◆ **TASK DIRECTIONS**
Rewrite the data below, substituting "central point" for each occurrence of "innermost point" and leaving everything else unchanged.

Records excerpted from a collection
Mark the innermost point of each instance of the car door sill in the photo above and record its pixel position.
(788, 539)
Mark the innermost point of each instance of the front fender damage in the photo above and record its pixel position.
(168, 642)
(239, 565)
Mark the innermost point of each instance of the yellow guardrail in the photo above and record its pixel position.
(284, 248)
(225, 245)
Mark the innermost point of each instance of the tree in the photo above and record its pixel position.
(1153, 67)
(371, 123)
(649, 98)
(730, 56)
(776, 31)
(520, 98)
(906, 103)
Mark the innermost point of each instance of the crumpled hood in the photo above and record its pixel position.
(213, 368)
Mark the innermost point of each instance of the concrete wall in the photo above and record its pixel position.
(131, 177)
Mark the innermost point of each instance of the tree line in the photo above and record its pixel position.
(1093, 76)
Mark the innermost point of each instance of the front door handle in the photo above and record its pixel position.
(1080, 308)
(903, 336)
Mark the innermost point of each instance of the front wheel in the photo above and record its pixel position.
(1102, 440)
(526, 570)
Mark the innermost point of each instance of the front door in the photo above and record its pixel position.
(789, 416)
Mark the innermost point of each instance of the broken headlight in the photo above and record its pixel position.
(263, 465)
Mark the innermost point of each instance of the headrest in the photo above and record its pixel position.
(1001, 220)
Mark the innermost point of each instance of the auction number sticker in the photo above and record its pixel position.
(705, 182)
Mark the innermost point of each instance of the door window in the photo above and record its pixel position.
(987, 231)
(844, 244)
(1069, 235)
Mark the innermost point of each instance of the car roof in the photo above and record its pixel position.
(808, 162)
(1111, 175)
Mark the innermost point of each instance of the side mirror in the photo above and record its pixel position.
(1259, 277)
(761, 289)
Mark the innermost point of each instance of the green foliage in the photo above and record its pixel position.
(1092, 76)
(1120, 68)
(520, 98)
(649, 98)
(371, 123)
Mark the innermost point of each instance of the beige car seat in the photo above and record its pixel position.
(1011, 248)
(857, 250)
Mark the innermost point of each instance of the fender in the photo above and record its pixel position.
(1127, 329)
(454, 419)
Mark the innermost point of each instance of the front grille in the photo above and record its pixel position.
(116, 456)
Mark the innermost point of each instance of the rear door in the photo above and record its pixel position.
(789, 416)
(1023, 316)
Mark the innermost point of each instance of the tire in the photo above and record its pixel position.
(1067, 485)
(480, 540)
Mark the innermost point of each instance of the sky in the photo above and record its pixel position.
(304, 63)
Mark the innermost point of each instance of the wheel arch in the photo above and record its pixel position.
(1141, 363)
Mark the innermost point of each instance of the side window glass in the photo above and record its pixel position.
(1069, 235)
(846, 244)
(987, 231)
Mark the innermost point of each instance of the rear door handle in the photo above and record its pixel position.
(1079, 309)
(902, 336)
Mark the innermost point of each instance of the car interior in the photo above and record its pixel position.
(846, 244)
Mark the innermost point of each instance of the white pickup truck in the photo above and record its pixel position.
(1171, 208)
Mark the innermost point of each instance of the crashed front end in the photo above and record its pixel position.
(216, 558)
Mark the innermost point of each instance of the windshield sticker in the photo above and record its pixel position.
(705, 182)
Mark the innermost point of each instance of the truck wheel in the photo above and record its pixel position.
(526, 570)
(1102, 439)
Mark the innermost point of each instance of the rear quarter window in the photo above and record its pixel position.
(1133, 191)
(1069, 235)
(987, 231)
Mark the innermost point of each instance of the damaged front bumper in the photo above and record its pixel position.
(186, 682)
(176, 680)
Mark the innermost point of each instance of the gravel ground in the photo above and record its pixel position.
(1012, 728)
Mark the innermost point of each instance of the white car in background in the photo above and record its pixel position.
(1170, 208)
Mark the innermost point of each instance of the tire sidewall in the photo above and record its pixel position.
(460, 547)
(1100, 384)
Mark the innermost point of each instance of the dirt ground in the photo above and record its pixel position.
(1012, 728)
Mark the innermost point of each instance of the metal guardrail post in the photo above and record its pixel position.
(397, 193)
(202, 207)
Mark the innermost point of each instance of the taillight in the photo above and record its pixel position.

◆ **SOLUTION**
Mark the central point of each instance of the car door sill in the photo above and record its pixel position.
(788, 539)
Mark the central point of each instance of the front fender damage in the photo above and record its pixel position.
(168, 642)
(239, 565)
Mark the central point of each instance of the yellow guardrail in the photo above and record its pixel position.
(284, 248)
(225, 245)
Mark the central point of each instance of the tree in the photo above and record its pixel position.
(1153, 67)
(371, 123)
(649, 98)
(730, 56)
(776, 31)
(520, 98)
(906, 103)
Mark the central point of each instance of the crumpled hood in the photo above and record its pixel position.
(213, 368)
Mark the central point of each instance of the concrete wall in the photo above and record its pixel position.
(131, 177)
Mark the central point of each instance of the tree line in the photo above and record its pixel position.
(1093, 76)
Mark the central point of each instance of the front door handle in the photo above and record its pixel position.
(1080, 308)
(903, 336)
Mark the central point of each instance of the front wheel in the photo above and record its pixel position.
(1102, 440)
(526, 570)
Mark the central point of each instance of the front door in the photo above and record its pixel position.
(789, 416)
Mark the central point of each instance of the broken headlight in the photo above and record its pixel position.
(263, 465)
Mark the central point of each instance of the headrest in the photo above and record its pixel position.
(1001, 220)
Mark the central point of each instance of the auction number sticker in the photo above and record its pixel position.
(705, 182)
Mark the central point of each instance of the door window in the photo above and record its pixel position.
(987, 231)
(844, 244)
(1069, 235)
Mark the central point of each instance of the car roof in the photo above and record its pixel position.
(808, 162)
(1111, 175)
Mark the central point of each instance of the side mirror in the photo above and record its pixel position.
(1259, 277)
(761, 289)
Mark the central point of each instance of the green foliage in the photo above and record its pixel position.
(1092, 76)
(1120, 68)
(520, 98)
(649, 98)
(371, 123)
Mark the central point of each instance of the beige car seat in the photo above and record its pixel position.
(1011, 248)
(857, 250)
Mark the central point of each instance of the fender in the photo above and record its pixel position.
(1127, 329)
(454, 419)
Mark the central point of each instance of the front grille in the photo above and record its pixel position.
(116, 456)
Mark the central point of each instance of the rear door in the photo above and record its pixel position.
(789, 416)
(1023, 316)
Mark the central point of each instance of the tire in the photo above and record its pixel position.
(1067, 485)
(480, 540)
Mark the central point of each instance of the sky in the photo above and record its pixel position.
(304, 63)
Mark the central point of each instance of the wheel arch in the photo above and record its pixel position.
(1141, 363)
Mark the central point of each instance of the side window glass in the photo above and record its pixel position.
(1069, 235)
(846, 244)
(987, 231)
Mark the central point of each instance of the rear door handle in the photo above and record its pixel position.
(1079, 309)
(902, 336)
Mark the central point of each instance of the car interior in the photo above and record its pixel position.
(846, 244)
Mark the central point of each instance of the white pickup truck in the photo above and record its pixel position.
(1171, 208)
Mark the central point of each instance of the crashed front end in the photo above and record its pixel position.
(216, 558)
Mark the central point of each instance of the windshield sticker in the photo above and record its pixel position.
(705, 182)
Mark the central point of each instance of the truck wheel in the photo above and record its pixel position.
(526, 570)
(1102, 439)
Mark the central point of each instance of the rear quarter window in the photo above and record its pixel position.
(1133, 191)
(1069, 235)
(987, 231)
Mark the central point of each instance of the damaged front bumper in the photo above and record its pixel position.
(186, 682)
(176, 680)
Mark the central point of each instance of the gravel ground in the photo above and record its pixel position.
(1012, 728)
Mark the central point of each instance of the white car in background in the photo above and record its pixel position.
(1170, 208)
Mark the central point of each instance of the tire sidewall in the photo above and record its pixel position.
(460, 547)
(1100, 384)
Mark the central point of each instance of the dirt ground in the photo above and record its pixel position.
(1012, 728)
Mark the central point of each instance of the metal guardrail post in the photo above and record its pixel position.
(397, 193)
(202, 207)
Mark the central point of each instance of the taillight in the photo above and record its pixel position.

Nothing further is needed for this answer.